Without the pictures, restate all of the data below word for word.
------------------------------------
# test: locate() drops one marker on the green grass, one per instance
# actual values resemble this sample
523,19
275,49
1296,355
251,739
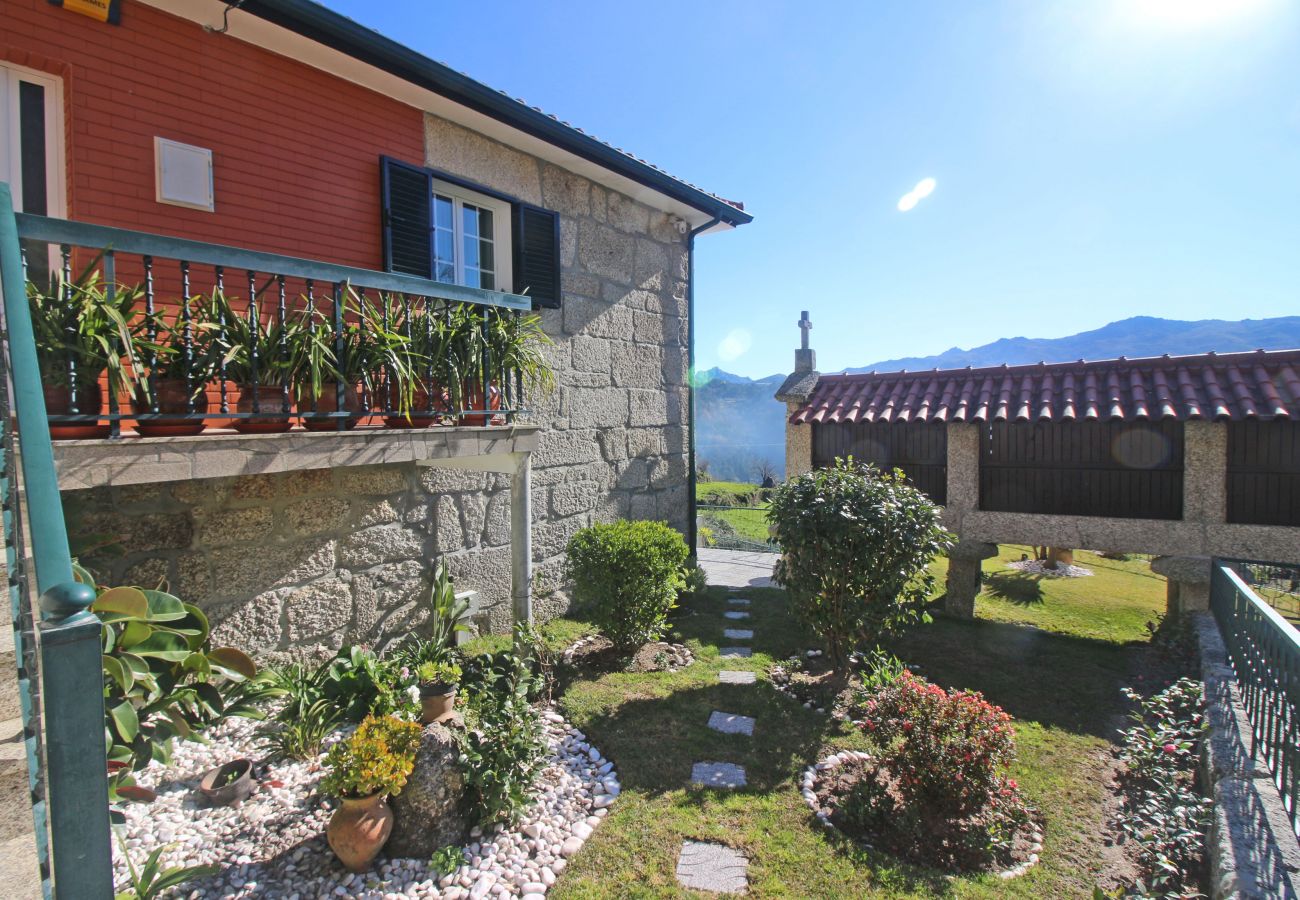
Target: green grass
1064,689
1113,605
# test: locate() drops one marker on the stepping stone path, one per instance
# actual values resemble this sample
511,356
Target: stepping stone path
718,774
731,723
711,868
736,678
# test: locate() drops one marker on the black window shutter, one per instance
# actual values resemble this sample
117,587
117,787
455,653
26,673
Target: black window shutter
537,255
407,197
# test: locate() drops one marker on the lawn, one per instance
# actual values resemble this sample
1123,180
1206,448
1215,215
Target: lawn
1062,688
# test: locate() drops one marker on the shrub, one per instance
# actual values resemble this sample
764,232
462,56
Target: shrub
941,792
376,758
629,574
856,548
503,745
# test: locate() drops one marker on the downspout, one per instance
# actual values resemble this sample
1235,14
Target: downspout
692,526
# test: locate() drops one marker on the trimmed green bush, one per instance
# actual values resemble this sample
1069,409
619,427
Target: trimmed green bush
628,574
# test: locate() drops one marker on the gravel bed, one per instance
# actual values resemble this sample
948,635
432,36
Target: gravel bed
273,843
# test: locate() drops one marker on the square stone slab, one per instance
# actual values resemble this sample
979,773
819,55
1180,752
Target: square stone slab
711,868
731,723
718,774
736,678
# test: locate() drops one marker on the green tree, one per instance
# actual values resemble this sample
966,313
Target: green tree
856,552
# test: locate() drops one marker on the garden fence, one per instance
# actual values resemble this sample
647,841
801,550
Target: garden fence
1265,653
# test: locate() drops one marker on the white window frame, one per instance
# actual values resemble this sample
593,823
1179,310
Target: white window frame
56,178
501,232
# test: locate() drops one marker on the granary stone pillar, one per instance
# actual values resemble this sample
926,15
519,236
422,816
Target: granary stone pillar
1188,588
963,576
1205,471
794,393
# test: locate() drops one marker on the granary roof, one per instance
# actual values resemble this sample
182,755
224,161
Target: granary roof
1259,384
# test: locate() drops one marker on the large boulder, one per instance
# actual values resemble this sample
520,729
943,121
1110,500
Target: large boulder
430,812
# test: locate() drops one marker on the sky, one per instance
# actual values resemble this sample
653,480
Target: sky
930,173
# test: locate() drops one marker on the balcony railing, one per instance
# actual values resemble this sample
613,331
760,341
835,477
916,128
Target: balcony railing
204,286
1265,653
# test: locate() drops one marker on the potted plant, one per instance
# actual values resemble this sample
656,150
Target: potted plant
182,359
85,330
367,349
364,770
261,357
437,689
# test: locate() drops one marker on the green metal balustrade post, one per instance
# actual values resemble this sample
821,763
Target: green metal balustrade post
69,634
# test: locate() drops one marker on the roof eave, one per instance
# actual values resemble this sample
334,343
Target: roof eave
342,34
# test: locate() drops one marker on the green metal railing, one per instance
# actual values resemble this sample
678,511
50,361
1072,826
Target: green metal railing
63,717
1265,653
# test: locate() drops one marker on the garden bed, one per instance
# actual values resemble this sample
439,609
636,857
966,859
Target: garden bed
273,843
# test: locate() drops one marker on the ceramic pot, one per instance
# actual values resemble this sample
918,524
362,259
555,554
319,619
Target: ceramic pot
358,830
271,398
172,398
234,778
354,402
437,702
90,402
420,416
473,394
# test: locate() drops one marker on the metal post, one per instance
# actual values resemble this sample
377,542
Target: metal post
521,537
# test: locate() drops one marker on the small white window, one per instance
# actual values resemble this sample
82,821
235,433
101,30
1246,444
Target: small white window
471,238
183,174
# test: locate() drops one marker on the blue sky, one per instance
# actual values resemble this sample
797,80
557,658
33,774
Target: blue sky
1093,159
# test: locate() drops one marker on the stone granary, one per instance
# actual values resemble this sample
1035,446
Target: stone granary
1183,457
284,128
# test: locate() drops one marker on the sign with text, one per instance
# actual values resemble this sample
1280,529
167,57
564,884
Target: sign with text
104,11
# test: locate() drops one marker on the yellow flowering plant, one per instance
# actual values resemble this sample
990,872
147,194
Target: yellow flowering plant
376,758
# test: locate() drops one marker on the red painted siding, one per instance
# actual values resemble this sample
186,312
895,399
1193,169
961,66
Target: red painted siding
295,150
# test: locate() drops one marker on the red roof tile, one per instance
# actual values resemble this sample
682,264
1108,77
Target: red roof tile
1259,384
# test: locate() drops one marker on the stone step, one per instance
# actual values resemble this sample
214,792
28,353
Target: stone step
731,723
736,678
713,868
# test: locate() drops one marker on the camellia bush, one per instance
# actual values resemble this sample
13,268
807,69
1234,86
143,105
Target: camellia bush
628,574
856,550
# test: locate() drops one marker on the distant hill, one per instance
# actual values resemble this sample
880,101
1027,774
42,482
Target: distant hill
739,423
1140,336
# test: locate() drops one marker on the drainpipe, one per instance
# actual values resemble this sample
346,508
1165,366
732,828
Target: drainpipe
690,383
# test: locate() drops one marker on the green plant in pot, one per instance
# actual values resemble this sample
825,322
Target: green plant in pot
437,689
182,358
364,770
367,351
86,330
261,355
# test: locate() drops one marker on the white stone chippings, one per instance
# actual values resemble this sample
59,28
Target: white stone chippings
273,844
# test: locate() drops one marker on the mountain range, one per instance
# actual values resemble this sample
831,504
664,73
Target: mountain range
741,427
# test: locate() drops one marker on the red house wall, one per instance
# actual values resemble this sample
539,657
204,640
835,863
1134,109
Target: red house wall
295,150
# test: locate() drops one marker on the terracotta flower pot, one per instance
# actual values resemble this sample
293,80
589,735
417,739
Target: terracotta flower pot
90,401
271,399
437,702
172,398
354,402
473,394
229,783
358,830
419,415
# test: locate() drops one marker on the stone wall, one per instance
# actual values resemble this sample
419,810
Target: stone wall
317,558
------------------------------------
--- Task result ---
# test: locate() drops one marker on the green grass, one per instance
# actual values resemble this sample
523,19
275,49
1296,355
251,739
Target: green grass
1064,689
1113,605
# test: locate() drops one marker on the stepping stone path, one per instance
# actual values resemble this sample
511,356
Target: stepping stone path
718,774
731,723
711,868
736,678
# test: locate() drops one marker on the black window shutter, one per instance
# actual values resemble this sample
117,587
117,787
455,653
26,673
Target: black window shutter
537,255
407,197
# test: locate() drops one marker on the lawn, one per instance
# actual values resemble this sample
1123,180
1206,448
1215,215
Target: lawn
1062,688
# test: locate() drops one marker on the shrub, one per instance
# actual values resemble this sample
764,232
462,56
Target: shrub
941,792
376,758
629,574
856,548
503,745
# test: locate() drops one marker on the downspout, one per instance
# actual values resemble this sample
1235,14
Target: downspout
692,526
# test: locate() drops one marker on the trimmed green bush, one per instance
# actual values resemble this sample
1069,409
619,427
Target: trimmed green bush
628,574
# test: locate() drops one marker on the gravel bed, one per instance
# actual values resemble this sample
948,635
432,36
Target: gravel bed
273,843
# test: locate() drops one marker on the square stone slab, one per instance
# actual values resemble this sample
979,773
819,55
1180,752
Target: square stone slab
711,868
731,723
718,774
736,678
# test: locate() drops one marker on the green tree, one per instance
# actual values resemble this sample
966,313
Target: green tree
856,552
# test: locate() drops one marker on the garden fence, one per instance
# actual values resemble this sample
647,841
801,550
Target: garden fence
1265,653
# test: locate() drops one marker on the white window frame, one per instance
# actual values resemble this sample
593,823
1179,310
Target: white window frame
56,178
501,232
# test: locate() drops one marker on the granary stone pillar, one per instance
# actual values resemble this sample
926,15
519,236
422,816
Target: granary stone pillar
1188,588
963,576
1205,471
794,393
# test: locate() drops one marker on the granary roof, one per instance
# actual values resemble this sample
182,755
224,161
Target: granary roof
1259,384
# test: locate() drops one marker on the large boulder, one per instance
# actual values resemble this sample
520,729
943,121
1110,500
Target: large boulder
430,812
# test: locate() drops one marker on the sky, one per instance
# actual values resemble this sample
653,480
Target: sky
930,173
# test: locate() drops one marker on the balcony railing, one per instance
# actual values resemble this sample
613,331
760,341
835,477
916,128
Target: balcony railing
204,286
1265,653
# test: locate() drops one marker on the potted plant, one per instance
# actual values resemble this sample
656,150
Target: potted plant
182,359
85,330
367,349
364,770
261,357
437,689
# test: locate() drops one marker on the green metal balustrade post, one per instance
# actual values resemble this sample
821,763
Target: green metal balustrade post
69,634
# test: locate() drops one marker on the roof eave, one per instance
# actual values resemble this sample
334,343
Target: roof eave
342,34
# test: locate() drops one marker on the green metal railing, one per instance
# actual values resemble this sample
678,511
50,361
1072,826
Target: green metal railing
63,717
1265,653
# test: locate() drops one marker on the garden bed, one per instance
# actual values resemble this sample
439,609
636,857
966,859
Target: garden bed
273,843
# test: locate() drops one marker on the ceramic pot, one per instance
# actual values resemble this sample
918,524
362,259
555,554
319,619
Target: ceramic pot
358,830
271,398
172,398
234,778
354,402
437,702
90,402
420,416
473,394
# test: locate() drops one marker on the metal post, one per instance
# actual values resemble this sample
377,542
Target: metal post
521,537
# test: locate() drops one marker on the small white window, one per instance
# actual values resemble this sample
82,821
235,433
101,30
1246,444
Target: small white window
471,238
183,174
# test: locate() drops one marker on the blue sky, one per instance
# actual values resemble this sample
797,80
557,658
33,774
Target: blue sky
1093,159
# test: locate() drops one marker on the stone granary, one per instance
# actual values resemble this sample
1035,446
Target: stone granary
1183,457
284,128
# test: locate() drops one marker on the sign with text, one per instance
# actual values resemble this sample
1280,529
167,57
564,884
Target: sign with text
104,11
# test: locate() drops one marker on the yellow flowering plant, one per instance
# actual values resemble this sample
990,872
147,194
Target: yellow flowering plant
376,758
# test: locate() drops one marker on the red painted siding, one per instance
# actual values resemble this sample
186,312
895,399
1193,169
961,66
Target: red painted siding
295,150
# test: locate() drops one marker on the red roof tile, one per instance
# actual values resemble this sample
682,264
1108,77
Target: red roof tile
1259,384
# test: locate() drops one marker on the stone step, one per instance
# actual values resemble this sample
214,792
28,353
Target: stone step
731,723
736,678
713,868
# test: locate() drops one marker on the camellia bush, one per instance
# actual values resemble this sample
13,268
807,69
1234,86
143,105
Target: camellia bush
628,574
856,550
# test: locate() drops one marker on the distant hill, one per instance
# actual values resemble this sample
880,101
1027,774
42,482
Target: distant hill
739,423
1140,336
# test: locate() drops one marker on the drainpipe, one per instance
# actual values resemble this sample
346,508
1165,366
732,828
Target: drainpipe
690,383
# test: locate() drops one marker on the green plant in pot, one per instance
# actual values resemble this sample
825,322
Target: green plant in pot
437,689
182,358
364,770
367,351
86,330
261,355
# test: locate() drops one marker on the white stone chippings, one per instance
# actual values resemble this sample
59,28
Target: white stone chippings
273,844
# test: locate() drops one marker on the mountain range, one per instance
# actual values resemble this sample
831,504
664,73
Target: mountain range
741,427
# test: locate() drops one marker on the red house wall, one per instance
# actual values resemble this sample
539,657
204,640
835,863
1134,109
Target: red house wall
295,150
# test: locate() drops one marker on the terracotta flower pot, one per instance
# actual values resemble this sample
293,80
589,735
417,739
Target: terracotta flower pot
90,401
271,399
437,702
172,398
354,402
473,394
229,783
358,830
419,415
# test: locate() drops one marker on the stone wall, one per instance
# actual values resemble this sample
419,810
Target: stone wall
317,558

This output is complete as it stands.